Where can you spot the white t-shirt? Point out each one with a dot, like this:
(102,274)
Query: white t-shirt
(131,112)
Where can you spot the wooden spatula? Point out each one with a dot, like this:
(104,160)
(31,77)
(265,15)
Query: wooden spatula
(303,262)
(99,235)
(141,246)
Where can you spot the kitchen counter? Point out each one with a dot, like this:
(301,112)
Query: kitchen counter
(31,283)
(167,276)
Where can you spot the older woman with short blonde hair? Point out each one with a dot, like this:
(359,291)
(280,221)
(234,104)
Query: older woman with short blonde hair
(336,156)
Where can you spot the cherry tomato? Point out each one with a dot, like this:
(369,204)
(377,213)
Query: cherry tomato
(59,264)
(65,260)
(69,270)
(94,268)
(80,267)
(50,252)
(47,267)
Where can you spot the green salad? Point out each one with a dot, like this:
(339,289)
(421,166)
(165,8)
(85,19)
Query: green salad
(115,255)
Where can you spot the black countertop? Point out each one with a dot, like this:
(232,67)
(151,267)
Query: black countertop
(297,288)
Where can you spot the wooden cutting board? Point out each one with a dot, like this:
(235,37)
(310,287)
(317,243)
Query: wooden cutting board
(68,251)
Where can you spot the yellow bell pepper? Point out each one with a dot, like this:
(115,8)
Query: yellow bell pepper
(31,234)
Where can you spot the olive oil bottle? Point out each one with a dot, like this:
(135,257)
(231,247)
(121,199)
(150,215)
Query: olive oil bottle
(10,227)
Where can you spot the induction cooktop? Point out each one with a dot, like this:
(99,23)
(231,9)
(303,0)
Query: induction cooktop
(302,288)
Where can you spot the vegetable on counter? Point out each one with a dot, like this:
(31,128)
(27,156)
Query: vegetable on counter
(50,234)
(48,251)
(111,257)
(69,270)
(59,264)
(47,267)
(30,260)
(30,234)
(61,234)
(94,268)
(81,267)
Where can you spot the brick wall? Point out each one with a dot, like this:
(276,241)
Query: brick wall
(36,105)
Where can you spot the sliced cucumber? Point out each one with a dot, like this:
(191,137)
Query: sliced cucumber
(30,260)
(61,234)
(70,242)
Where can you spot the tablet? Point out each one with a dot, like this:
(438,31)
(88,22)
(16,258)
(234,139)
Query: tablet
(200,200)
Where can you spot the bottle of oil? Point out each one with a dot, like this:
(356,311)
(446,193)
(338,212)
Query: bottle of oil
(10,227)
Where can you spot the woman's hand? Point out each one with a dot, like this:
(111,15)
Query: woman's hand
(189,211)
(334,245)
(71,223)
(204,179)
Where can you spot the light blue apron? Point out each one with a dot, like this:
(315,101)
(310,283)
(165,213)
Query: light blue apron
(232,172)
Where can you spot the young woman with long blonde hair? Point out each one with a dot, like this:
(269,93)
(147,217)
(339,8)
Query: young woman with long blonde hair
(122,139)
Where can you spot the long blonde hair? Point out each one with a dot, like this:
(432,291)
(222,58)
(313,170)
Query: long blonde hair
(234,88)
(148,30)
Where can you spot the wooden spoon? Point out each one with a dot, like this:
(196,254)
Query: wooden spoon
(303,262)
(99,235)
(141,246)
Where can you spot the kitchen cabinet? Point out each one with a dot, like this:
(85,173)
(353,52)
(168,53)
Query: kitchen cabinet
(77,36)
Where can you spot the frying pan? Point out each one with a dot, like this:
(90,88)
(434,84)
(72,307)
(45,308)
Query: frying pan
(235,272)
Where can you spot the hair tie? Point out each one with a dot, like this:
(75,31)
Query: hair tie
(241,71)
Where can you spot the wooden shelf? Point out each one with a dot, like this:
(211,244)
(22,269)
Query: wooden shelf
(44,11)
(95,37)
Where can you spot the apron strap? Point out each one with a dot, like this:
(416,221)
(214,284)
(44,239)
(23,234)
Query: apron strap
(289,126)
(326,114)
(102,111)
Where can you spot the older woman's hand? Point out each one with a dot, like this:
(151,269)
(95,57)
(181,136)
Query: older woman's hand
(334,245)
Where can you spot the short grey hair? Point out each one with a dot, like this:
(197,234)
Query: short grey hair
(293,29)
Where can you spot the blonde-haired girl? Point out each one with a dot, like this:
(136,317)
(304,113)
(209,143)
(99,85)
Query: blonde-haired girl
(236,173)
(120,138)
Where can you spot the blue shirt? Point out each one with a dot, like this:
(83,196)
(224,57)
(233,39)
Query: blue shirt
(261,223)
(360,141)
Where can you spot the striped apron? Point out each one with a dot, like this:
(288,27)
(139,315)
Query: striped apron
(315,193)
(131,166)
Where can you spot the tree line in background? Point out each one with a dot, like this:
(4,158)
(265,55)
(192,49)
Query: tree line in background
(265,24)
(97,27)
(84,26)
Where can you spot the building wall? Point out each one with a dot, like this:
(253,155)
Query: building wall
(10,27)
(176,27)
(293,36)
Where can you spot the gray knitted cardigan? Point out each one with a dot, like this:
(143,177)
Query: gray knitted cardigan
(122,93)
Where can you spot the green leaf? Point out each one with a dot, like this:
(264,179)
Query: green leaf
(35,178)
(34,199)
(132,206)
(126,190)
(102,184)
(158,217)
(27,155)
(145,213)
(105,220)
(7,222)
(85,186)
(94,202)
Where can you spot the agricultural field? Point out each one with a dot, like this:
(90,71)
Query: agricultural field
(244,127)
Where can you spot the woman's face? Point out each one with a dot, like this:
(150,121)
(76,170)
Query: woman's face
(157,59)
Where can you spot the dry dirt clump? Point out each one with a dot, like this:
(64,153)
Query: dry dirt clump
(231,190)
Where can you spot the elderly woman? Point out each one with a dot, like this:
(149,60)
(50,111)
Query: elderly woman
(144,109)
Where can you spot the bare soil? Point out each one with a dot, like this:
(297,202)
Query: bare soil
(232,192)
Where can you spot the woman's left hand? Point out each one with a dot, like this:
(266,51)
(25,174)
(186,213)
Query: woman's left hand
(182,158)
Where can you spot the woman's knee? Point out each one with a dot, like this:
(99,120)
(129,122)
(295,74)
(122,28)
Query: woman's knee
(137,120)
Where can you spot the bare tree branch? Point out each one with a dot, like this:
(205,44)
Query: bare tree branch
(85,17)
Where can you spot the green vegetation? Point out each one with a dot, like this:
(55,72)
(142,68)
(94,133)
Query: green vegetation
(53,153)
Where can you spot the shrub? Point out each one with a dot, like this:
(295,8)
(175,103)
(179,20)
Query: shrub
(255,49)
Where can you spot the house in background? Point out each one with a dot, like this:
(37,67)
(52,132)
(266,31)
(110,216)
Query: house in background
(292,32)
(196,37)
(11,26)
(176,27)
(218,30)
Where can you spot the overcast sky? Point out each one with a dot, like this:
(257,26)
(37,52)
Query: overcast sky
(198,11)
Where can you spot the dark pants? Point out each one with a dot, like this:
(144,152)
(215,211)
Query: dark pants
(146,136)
= = = =
Short problem:
Extract the entries above verbatim.

Exercise solution:
Where can you spot the white t-shirt? Point out each one with a dot, like this:
(102,274)
Query: white t-shirt
(131,112)
Where can you spot the wooden spatula? Point out each one with a dot, like this:
(104,160)
(31,77)
(265,15)
Query: wooden spatula
(303,262)
(99,235)
(141,246)
Where can you spot the kitchen counter? Point out each one with a dot, like this:
(301,112)
Query: kitchen counter
(31,283)
(167,276)
Where can you spot the older woman with short blonde hair? Point out each one with a dot, like this:
(359,291)
(280,221)
(234,104)
Query: older woman with short blonde hair
(336,156)
Where can you spot the cherry tomato? Point out each one with a dot, like this:
(369,204)
(377,213)
Query: cherry tomato
(59,264)
(65,260)
(69,270)
(94,268)
(80,267)
(50,252)
(47,267)
Where can you spot the green salad? Point out each one with a dot, like this:
(339,289)
(421,166)
(165,8)
(85,19)
Query: green salad
(115,255)
Where can you spot the black countertop? Point out each one with a dot, like this:
(232,67)
(151,267)
Query: black countertop
(297,288)
Where can you spot the wooden cutting board? Point out each one with a dot, like this:
(235,37)
(310,287)
(317,243)
Query: wooden cutting board
(68,251)
Where can you spot the yellow bell pepper? Point out each one with a dot, like this:
(115,8)
Query: yellow bell pepper
(31,234)
Where can you spot the olive oil bottle? Point out each one with a dot, like this:
(135,257)
(231,247)
(121,199)
(150,215)
Query: olive oil bottle
(10,227)
Where can you spot the induction cooktop? Point out each one with a dot, like this:
(99,23)
(231,9)
(303,0)
Query: induction cooktop
(302,288)
Where can you spot the vegetable on counter? Point out each one with a dot, like this:
(31,128)
(27,156)
Query: vegetable on counter
(50,234)
(48,251)
(111,257)
(69,270)
(59,264)
(47,267)
(30,260)
(30,234)
(61,234)
(94,268)
(81,267)
Where can you spot the brick wall? Point out each one with a dot, like this:
(276,241)
Query: brick wall
(36,105)
Where can you spot the sliced cucumber? Point out each one with a dot, like this:
(191,137)
Query: sliced cucumber
(30,260)
(61,234)
(70,242)
Where can you spot the tablet? Point out each one with a dot, like this:
(438,31)
(88,22)
(16,258)
(234,139)
Query: tablet
(200,200)
Where can you spot the bottle of oil? Point out each one with a dot, like this:
(356,311)
(446,193)
(338,212)
Query: bottle of oil
(10,227)
Where can you spot the woman's hand? Point out each one with a dot, like this:
(111,15)
Query: woman's hand
(189,211)
(334,245)
(71,223)
(204,179)
Where can you spot the light blue apron? Point out each one with a dot, like this:
(315,101)
(310,283)
(165,213)
Query: light blue apron
(232,172)
Where can you spot the young woman with long blonde hair? Point out each one with a dot, like this:
(269,93)
(147,217)
(339,8)
Query: young woman with long blonde hair
(122,139)
Where can you spot the long blonde hair? Point out each one with a dot, like this:
(432,291)
(222,58)
(313,170)
Query: long blonde hair
(234,88)
(148,30)
Where can you spot the wooden spoon? Point out each one with a dot, like this:
(196,254)
Query: wooden spoon
(303,262)
(99,235)
(141,246)
Where can you spot the kitchen cabinet? Point out each one with a dot, like this:
(85,173)
(353,52)
(168,53)
Query: kitchen cabinet
(77,36)
Where can you spot the frying pan? Point out each one with a dot, like this:
(90,88)
(434,84)
(72,307)
(45,308)
Query: frying pan
(235,272)
Where can you spot the hair tie? Point out each one with a dot, like this:
(75,31)
Query: hair tie
(241,71)
Where can you spot the wooden shelf? Point out each one with a dot, like this:
(211,244)
(22,269)
Query: wooden shelf
(44,11)
(95,37)
Where can you spot the apron strap? Point out each one with a dot, like this:
(416,221)
(214,284)
(44,239)
(23,234)
Query: apron strap
(289,126)
(326,114)
(102,111)
Where can you spot the older woman's hand? Point out each one with a dot, like this:
(151,269)
(95,57)
(181,136)
Query: older woman's hand
(334,245)
Where can you spot the short grey hair? Point out each one with a dot, like this:
(197,234)
Query: short grey hair
(293,29)
Where can you spot the blonde-haired girl? Point out each one with a dot, like this:
(136,317)
(304,113)
(209,143)
(99,85)
Query: blonde-haired girl
(236,173)
(120,138)
Where can you spot the blue shirt? Point out each one with a dot, like this:
(83,196)
(224,57)
(233,39)
Query: blue shirt
(261,223)
(360,141)
Where can you spot the striped apron? Point out each one with a dot, like this:
(288,27)
(139,315)
Query: striped apron
(315,193)
(131,166)
Where can you spot the tree line in background? Point out each one with a dot, like this:
(4,158)
(265,55)
(192,49)
Query: tree line in background
(265,24)
(97,27)
(84,26)
Where can you spot the building wall? Point out each one with a dot, like this:
(253,155)
Query: building wall
(10,27)
(176,27)
(293,36)
Where can you spot the gray knitted cardigan? Point out each one with a dot, like this:
(143,177)
Query: gray knitted cardigan
(122,93)
Where can you spot the green leaf? Point out each one with a dot, like this:
(264,179)
Query: green leaf
(35,178)
(34,199)
(132,206)
(126,190)
(102,184)
(158,217)
(27,155)
(145,213)
(105,220)
(7,222)
(85,186)
(94,202)
Where can you spot the agricultural field? Point out each one with a dot, like this:
(90,71)
Query: agricultural field
(244,127)
Where can you spot the woman's face? Point out each one with a dot, like this:
(150,121)
(76,170)
Query: woman's face
(157,59)
Where can you spot the dry dirt clump? Point out each one with a dot, like this:
(64,153)
Query: dry dirt clump
(231,190)
Where can you spot the elderly woman? Point out each one with a dot, like this:
(149,60)
(50,111)
Query: elderly woman
(144,109)
Where can you spot the bare soil? Point out each one with a dot, like this:
(297,202)
Query: bare soil
(232,192)
Where can you spot the woman's left hand? Point out each one with a dot, like this:
(266,51)
(25,174)
(186,213)
Query: woman's left hand
(182,158)
Where can you spot the woman's knee? Point out each one with a dot, like this:
(99,120)
(129,122)
(295,74)
(122,28)
Query: woman's knee
(137,120)
Where can you spot the bare tree branch? Point out each one with a dot, like this:
(205,44)
Query: bare tree branch
(85,17)
Where can you spot the green vegetation? Point out each one with a dot, like this:
(55,72)
(142,68)
(94,133)
Query: green vegetation
(53,153)
Where can you spot the shrub? Point out each one with a dot, like this:
(295,8)
(175,103)
(179,20)
Query: shrub
(255,49)
Where can you spot the house in background? Point out each one with a dot, like this:
(37,67)
(52,132)
(266,31)
(110,216)
Query: house in background
(292,32)
(196,37)
(11,26)
(176,27)
(218,30)
Where can you spot the overcast sky? Point out each one with a dot, like this:
(257,26)
(37,52)
Query: overcast sky
(198,11)
Where can you spot the dark pants? Point out each one with a dot, like this:
(144,152)
(215,211)
Query: dark pants
(146,136)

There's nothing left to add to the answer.